Swap each occurrence of "one pin per instance" in the listing below for "one marker per instance", and leave every other line and character as it is.

--- BEGIN ---

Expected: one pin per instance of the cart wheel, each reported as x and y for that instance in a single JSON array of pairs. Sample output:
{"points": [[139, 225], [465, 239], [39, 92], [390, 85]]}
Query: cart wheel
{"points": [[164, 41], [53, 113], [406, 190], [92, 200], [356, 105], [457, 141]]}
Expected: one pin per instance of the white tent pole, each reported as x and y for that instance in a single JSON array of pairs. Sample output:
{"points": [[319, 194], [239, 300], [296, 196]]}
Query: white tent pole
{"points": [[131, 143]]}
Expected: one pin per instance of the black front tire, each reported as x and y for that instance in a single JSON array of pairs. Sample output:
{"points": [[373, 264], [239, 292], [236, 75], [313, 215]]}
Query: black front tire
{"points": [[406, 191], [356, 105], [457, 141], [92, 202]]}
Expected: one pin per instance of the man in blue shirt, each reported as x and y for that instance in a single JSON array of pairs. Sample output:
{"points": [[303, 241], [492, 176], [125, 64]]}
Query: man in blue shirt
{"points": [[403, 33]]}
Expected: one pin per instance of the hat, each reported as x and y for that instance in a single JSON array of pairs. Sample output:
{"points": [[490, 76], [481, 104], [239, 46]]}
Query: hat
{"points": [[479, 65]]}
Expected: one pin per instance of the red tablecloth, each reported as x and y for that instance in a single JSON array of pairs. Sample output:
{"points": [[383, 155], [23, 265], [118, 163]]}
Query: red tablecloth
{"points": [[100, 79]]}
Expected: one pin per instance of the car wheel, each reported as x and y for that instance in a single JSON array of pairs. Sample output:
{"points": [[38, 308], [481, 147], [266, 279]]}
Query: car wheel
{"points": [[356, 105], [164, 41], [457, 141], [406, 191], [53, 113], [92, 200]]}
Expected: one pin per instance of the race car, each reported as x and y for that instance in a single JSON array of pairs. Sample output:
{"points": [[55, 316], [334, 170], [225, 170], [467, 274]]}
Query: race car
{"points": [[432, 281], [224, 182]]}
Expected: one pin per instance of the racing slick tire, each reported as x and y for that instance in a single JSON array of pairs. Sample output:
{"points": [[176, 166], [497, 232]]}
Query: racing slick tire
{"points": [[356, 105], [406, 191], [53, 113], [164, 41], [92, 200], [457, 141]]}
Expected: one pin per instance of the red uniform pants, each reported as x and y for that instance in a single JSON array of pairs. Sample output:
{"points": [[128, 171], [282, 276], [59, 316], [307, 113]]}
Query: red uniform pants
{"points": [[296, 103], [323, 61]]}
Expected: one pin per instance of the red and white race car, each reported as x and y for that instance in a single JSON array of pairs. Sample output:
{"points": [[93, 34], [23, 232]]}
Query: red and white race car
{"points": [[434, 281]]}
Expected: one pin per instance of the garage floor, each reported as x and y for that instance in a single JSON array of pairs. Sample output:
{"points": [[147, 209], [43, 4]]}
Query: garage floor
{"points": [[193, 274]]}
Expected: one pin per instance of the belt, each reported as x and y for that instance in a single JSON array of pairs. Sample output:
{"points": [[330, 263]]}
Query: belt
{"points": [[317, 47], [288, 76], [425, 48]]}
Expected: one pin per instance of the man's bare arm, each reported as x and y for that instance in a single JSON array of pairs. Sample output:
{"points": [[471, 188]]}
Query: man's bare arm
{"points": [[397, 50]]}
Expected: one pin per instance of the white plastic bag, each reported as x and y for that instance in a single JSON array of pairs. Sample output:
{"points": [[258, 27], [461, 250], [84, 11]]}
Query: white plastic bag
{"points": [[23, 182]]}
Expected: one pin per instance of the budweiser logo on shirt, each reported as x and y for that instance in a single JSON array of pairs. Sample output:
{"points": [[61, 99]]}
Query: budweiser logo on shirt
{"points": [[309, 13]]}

--- END ---

▸ Response
Expected: one marker per instance of the cart wheel, each reported as x and y for that instance in a single JSON array of pairs. Sample output:
{"points": [[139, 225], [465, 239], [39, 92], [390, 85]]}
Query: cart wheel
{"points": [[164, 41], [53, 113], [406, 190], [92, 200], [356, 105], [457, 141]]}
Expected: one marker per instance of the white tent pole, each reported as x and y for that instance in a single JSON array of pairs. Sample output:
{"points": [[319, 194], [239, 300], [296, 196]]}
Query: white tent pole
{"points": [[131, 143]]}
Expected: one marker per instance of the black front tire, each reported as x and y for that instance in a single JSON array of pairs. Sample output:
{"points": [[373, 264], [239, 292], [236, 75], [313, 215]]}
Query: black front tire
{"points": [[406, 191], [356, 105], [457, 141], [92, 202]]}
Expected: one marker per instance of the man in blue shirt, each reported as x and y for that instance in a single JSON array of pairs. Sample output:
{"points": [[303, 241], [492, 176], [125, 64]]}
Query: man in blue shirt
{"points": [[403, 33]]}
Expected: one marker per instance of the hat, each reported as x and y for that instance in a single JSON array of pairs. Sample output:
{"points": [[490, 76], [481, 104], [239, 46]]}
Query: hat
{"points": [[479, 65]]}
Expected: one marker per instance of the red tablecloth, each reported as x and y for that instance in a single JSON array of pairs. Sample output:
{"points": [[383, 155], [23, 265], [118, 163]]}
Query: red tablecloth
{"points": [[100, 79]]}
Expected: one marker per instance of the car wheel, each reported as x and y for that instance in a single JSON array of pairs. Sample output:
{"points": [[38, 308], [481, 147], [266, 279]]}
Query: car wheel
{"points": [[356, 105], [164, 41], [457, 141], [406, 191], [53, 113], [92, 200]]}
Expected: one marker per instance of the race car, each reported as x and y for that instance in a single JSON array of pairs. Sample output:
{"points": [[55, 316], [334, 170], [225, 170], [467, 274]]}
Query: race car
{"points": [[432, 281], [224, 182]]}
Expected: one marker per instance of the racing slick tire, each reported as x and y for that instance in a single JSON array of pairs. Sample output:
{"points": [[176, 166], [497, 232]]}
Query: racing slick tire
{"points": [[356, 105], [406, 191], [53, 113], [164, 41], [92, 200], [457, 141]]}
Expected: one marker per instance of the red uniform pants, each reported as x and y for that instance in a single JSON array of pairs. Sample output:
{"points": [[128, 171], [282, 276], [59, 316], [307, 113]]}
Query: red uniform pants
{"points": [[296, 103], [323, 61]]}
Expected: one marker per instance of the red and white race car, each reported as x and y for that instance in a single JSON array of pairs. Sample output:
{"points": [[93, 34], [23, 232]]}
Query: red and white race car
{"points": [[434, 281]]}
Expected: one marker per instance of the garage floor, each reported as x and y for that instance in a single JSON array of pairs. Sample output:
{"points": [[147, 209], [43, 4]]}
Query: garage floor
{"points": [[193, 274]]}
Expected: one marker per instance of the belt, each reported as x and y for that instance in a single JSON array of pairs. Sample output:
{"points": [[330, 263]]}
Query: belt
{"points": [[317, 47], [288, 76], [425, 48]]}
Expected: one marker per instance of the man's bare arm, each reported as x and y for that instance in a single JSON array of pairs. Sample output:
{"points": [[471, 188]]}
Query: man's bare arm
{"points": [[397, 50]]}
Expected: one marker per instance of the white plastic bag, each reported as x and y for that instance in a single JSON array of pairs. Sample output:
{"points": [[258, 27], [461, 250], [84, 11]]}
Query: white plastic bag
{"points": [[23, 182]]}
Expected: one marker per instance of the budweiser logo on shirt, each reported as x and y for that instance in a single JSON array of pairs. Sample output:
{"points": [[61, 99]]}
Query: budweiser logo on shirt
{"points": [[309, 13]]}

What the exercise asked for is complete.